'''

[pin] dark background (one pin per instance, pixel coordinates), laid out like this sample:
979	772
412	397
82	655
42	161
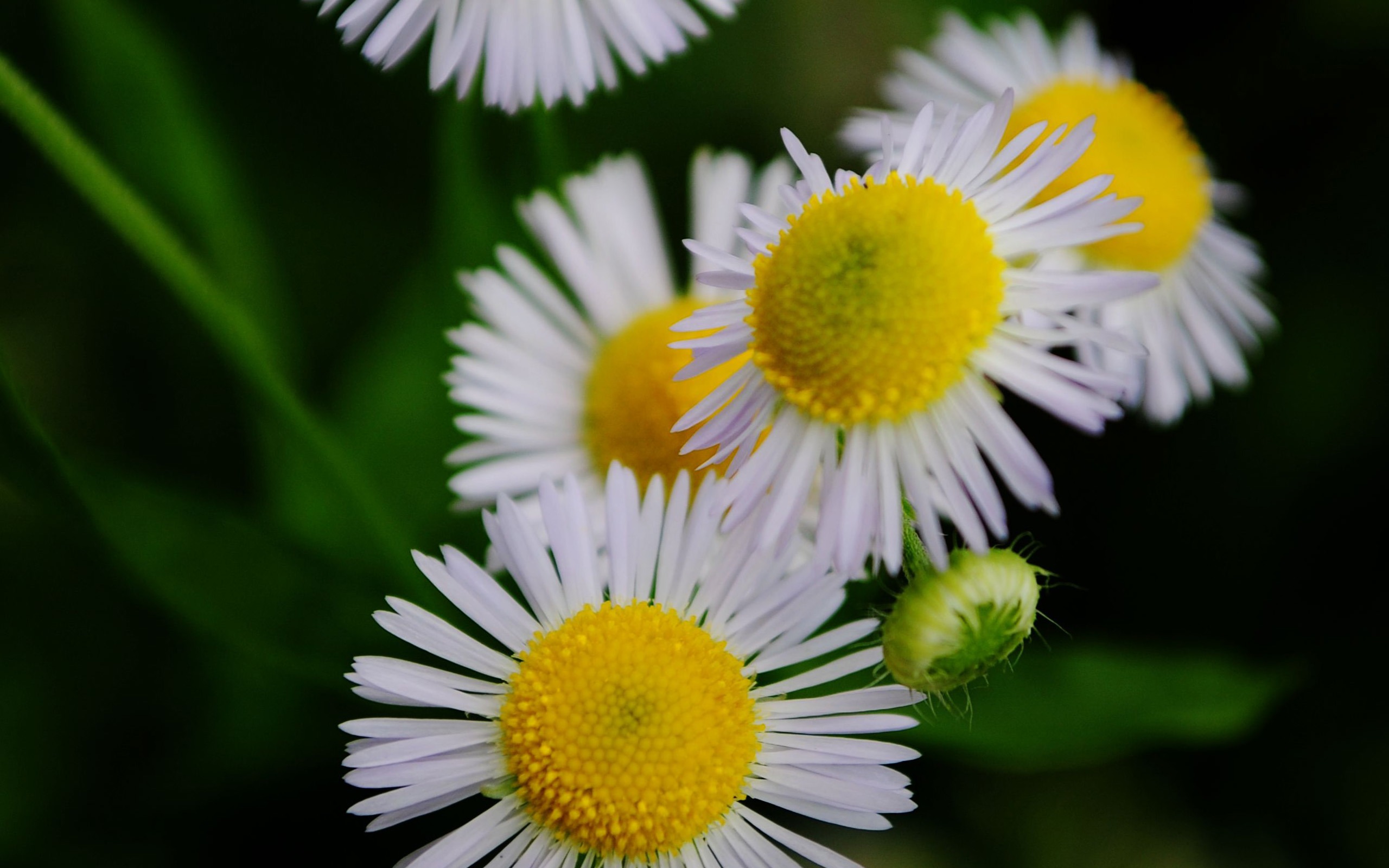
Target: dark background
184	586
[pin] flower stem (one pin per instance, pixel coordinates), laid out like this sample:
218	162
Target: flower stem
244	346
914	559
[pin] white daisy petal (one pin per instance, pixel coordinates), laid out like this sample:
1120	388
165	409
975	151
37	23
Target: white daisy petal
1205	314
658	643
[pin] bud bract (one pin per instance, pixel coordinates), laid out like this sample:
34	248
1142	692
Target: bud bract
952	627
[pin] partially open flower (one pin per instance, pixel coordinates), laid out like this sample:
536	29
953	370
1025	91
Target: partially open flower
952	627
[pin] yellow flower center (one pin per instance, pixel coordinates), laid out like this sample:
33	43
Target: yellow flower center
872	302
633	400
629	731
1141	141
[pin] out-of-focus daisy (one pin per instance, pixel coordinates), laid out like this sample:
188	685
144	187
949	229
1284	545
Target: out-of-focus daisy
1207	311
557	388
877	316
528	49
629	716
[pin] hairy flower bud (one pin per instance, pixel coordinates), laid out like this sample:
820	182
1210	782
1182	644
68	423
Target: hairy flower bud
952	627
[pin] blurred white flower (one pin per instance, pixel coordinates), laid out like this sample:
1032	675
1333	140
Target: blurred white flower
1207	313
530	49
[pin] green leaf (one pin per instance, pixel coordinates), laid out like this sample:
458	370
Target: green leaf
149	116
1085	705
392	406
230	579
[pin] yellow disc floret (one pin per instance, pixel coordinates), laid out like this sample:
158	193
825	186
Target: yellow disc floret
633	400
871	302
1141	141
629	731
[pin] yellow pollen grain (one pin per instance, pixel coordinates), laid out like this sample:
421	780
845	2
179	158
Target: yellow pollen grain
1141	141
633	400
629	731
871	302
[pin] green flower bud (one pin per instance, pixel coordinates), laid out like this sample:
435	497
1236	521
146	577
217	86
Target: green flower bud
949	628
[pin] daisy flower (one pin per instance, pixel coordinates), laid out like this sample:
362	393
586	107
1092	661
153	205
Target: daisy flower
534	49
559	388
628	717
874	320
1207	313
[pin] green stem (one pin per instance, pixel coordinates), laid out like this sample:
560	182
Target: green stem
914	559
234	333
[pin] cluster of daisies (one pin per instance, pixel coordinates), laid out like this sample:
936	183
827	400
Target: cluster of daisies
680	474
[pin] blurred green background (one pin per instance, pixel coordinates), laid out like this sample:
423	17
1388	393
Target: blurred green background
185	578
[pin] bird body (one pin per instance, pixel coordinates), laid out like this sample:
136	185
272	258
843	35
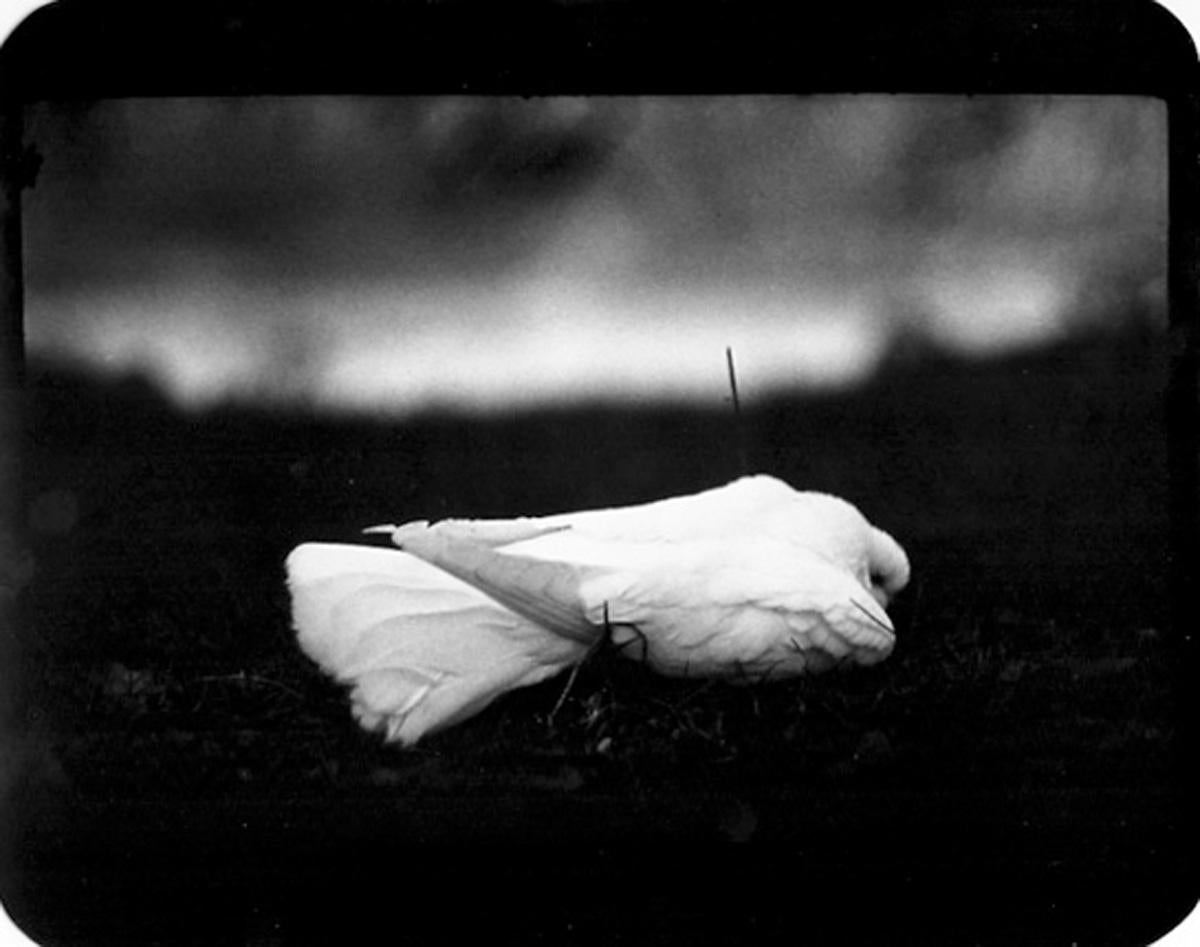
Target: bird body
749	581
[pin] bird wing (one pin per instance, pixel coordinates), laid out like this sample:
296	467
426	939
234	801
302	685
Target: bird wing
735	508
420	647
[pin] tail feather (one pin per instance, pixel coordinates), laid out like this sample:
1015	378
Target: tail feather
421	648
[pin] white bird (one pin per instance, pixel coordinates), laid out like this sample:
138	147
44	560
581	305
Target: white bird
749	581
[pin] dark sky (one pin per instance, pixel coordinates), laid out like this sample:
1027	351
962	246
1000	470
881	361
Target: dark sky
391	253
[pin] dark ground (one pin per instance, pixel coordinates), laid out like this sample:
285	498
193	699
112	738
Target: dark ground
1009	775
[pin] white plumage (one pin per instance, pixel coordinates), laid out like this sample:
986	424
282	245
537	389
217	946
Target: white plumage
749	581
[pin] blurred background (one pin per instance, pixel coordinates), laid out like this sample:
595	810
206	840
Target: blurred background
261	322
394	255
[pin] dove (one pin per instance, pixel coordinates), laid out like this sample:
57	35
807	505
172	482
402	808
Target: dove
750	581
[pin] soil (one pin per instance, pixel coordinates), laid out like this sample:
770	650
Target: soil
1012	774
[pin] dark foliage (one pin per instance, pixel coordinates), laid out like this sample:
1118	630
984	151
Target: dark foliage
181	756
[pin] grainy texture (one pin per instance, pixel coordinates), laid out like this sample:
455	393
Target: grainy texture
184	761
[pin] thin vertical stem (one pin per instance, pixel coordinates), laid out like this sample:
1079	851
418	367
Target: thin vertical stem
743	455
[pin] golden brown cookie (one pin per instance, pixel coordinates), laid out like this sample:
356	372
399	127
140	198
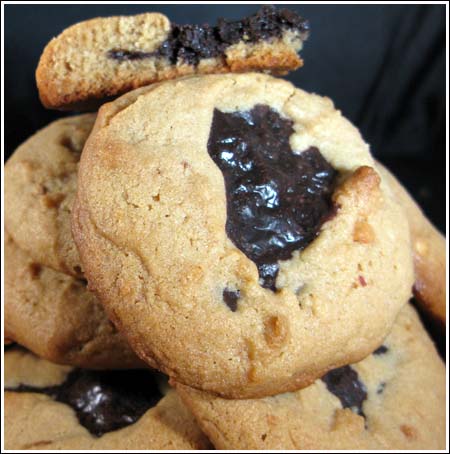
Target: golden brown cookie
40	184
429	250
393	399
48	407
237	233
106	57
55	316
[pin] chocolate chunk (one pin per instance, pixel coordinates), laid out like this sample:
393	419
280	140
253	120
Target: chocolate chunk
190	43
231	297
124	55
277	200
381	350
344	383
104	401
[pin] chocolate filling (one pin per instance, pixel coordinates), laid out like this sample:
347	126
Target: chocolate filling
277	200
104	401
231	297
190	43
381	350
344	383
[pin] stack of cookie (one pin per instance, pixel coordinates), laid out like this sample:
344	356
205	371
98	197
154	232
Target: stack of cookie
224	228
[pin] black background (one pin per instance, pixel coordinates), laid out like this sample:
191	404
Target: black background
383	66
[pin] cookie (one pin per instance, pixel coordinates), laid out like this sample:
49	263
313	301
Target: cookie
40	182
55	316
47	406
393	399
237	233
428	252
106	57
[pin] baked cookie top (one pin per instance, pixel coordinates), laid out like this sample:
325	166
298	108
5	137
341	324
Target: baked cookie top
106	57
40	184
56	407
393	399
237	233
55	316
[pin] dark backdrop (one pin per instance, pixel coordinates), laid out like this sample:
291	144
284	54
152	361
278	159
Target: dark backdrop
383	65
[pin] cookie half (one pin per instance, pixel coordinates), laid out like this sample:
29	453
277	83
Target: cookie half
106	57
55	316
40	184
428	246
393	399
47	407
238	234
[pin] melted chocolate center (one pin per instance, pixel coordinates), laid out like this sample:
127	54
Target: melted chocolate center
104	401
344	383
190	43
276	200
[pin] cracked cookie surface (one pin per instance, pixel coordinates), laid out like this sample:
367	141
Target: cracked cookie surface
393	399
150	223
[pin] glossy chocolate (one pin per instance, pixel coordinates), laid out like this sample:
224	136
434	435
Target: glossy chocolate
344	383
104	400
381	350
277	200
190	43
230	298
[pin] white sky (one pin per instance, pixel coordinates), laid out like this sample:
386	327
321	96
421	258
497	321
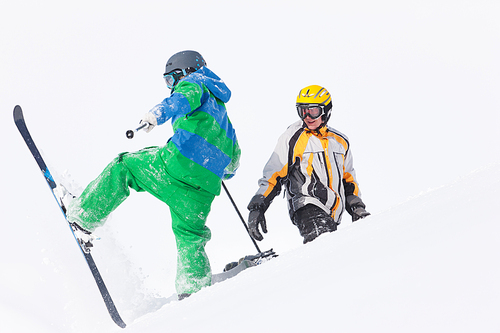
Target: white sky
415	85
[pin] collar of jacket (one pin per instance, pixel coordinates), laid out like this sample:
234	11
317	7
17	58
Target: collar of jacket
320	132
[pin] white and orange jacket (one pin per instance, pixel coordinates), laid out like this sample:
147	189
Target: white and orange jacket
315	167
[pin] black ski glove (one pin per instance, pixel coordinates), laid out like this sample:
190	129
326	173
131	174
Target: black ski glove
255	218
257	207
358	212
356	208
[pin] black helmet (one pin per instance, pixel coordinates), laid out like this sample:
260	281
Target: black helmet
190	61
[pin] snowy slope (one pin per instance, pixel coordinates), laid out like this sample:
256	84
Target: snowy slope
427	265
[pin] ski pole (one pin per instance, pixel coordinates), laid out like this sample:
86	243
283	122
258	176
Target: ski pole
241	217
130	133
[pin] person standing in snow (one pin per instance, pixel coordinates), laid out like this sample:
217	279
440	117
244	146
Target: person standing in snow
314	163
186	173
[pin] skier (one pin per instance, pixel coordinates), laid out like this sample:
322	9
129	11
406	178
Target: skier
186	173
314	163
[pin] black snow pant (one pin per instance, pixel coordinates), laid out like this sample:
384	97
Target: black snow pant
312	221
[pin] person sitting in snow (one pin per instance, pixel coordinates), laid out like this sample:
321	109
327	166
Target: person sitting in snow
186	173
314	163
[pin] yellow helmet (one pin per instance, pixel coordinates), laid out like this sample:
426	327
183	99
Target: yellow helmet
315	95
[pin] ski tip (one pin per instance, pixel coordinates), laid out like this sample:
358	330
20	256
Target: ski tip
18	112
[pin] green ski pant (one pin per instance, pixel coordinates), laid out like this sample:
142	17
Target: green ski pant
189	207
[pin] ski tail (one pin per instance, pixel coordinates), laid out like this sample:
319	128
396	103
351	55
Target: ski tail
23	129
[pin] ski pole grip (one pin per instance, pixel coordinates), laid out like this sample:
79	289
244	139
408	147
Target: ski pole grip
130	133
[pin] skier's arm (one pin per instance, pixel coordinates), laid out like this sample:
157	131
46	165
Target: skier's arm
185	99
354	205
275	170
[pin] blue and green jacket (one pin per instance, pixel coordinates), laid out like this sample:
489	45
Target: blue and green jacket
203	150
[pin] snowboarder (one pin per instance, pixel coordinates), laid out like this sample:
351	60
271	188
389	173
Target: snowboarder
186	173
314	163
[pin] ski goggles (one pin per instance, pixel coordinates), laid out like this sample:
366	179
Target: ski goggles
173	77
312	110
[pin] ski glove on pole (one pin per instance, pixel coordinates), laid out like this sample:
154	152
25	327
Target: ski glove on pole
256	217
151	120
356	208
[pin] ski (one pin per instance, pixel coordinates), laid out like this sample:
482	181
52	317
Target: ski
23	129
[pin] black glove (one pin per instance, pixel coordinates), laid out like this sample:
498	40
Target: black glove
358	212
255	218
356	208
257	207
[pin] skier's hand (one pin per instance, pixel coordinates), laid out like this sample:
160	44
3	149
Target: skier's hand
151	120
255	218
359	212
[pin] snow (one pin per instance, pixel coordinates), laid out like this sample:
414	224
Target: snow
426	265
414	86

'''

Convert the lines from the one containing "[pin] blue and" through the end of the records into a JSON list of strings, one string per line, omitting blank lines.

[
  "[pin] blue and green jacket (one pin per instance, pixel coordinates), laid out like this sample:",
  "489\t45",
  "Target: blue and green jacket",
  "203\t150",
  "[pin] snowboarder (one pin per instance, pixel coordinates), laid out like this sample:",
  "351\t60",
  "271\t188",
  "389\t173",
  "Target: snowboarder",
  "186\t173",
  "314\t163",
  "[pin] ski goggles (one pin per instance, pixel coordinates), laid out like this sample:",
  "366\t179",
  "Target: ski goggles",
  "173\t77",
  "312\t110",
  "[pin] ski glove on pole (one pin per instance, pixel coordinates), laid out like this sample:",
  "154\t152",
  "25\t327",
  "Target: ski glove on pole",
  "256\t217",
  "151\t120",
  "356\t208",
  "[pin] ski (one pin per instance, pixel coordinates), laid out like this sample:",
  "482\t181",
  "52\t317",
  "Target: ski",
  "23\t129",
  "[pin] black glove (one pin per instance, pixel coordinates), laid out like this sample:",
  "498\t40",
  "Target: black glove",
  "358\t212",
  "255\t218",
  "356\t208",
  "257\t207",
  "[pin] skier's hand (one pin per instance, pixel coordinates), laid out like this sample:",
  "160\t44",
  "3\t149",
  "Target: skier's hand",
  "151\t120",
  "255\t218",
  "359\t212",
  "[pin] snow (one pin per instance, pixel coordinates), laid out like this sample:",
  "414\t224",
  "Target: snow",
  "426\t265",
  "414\t86"
]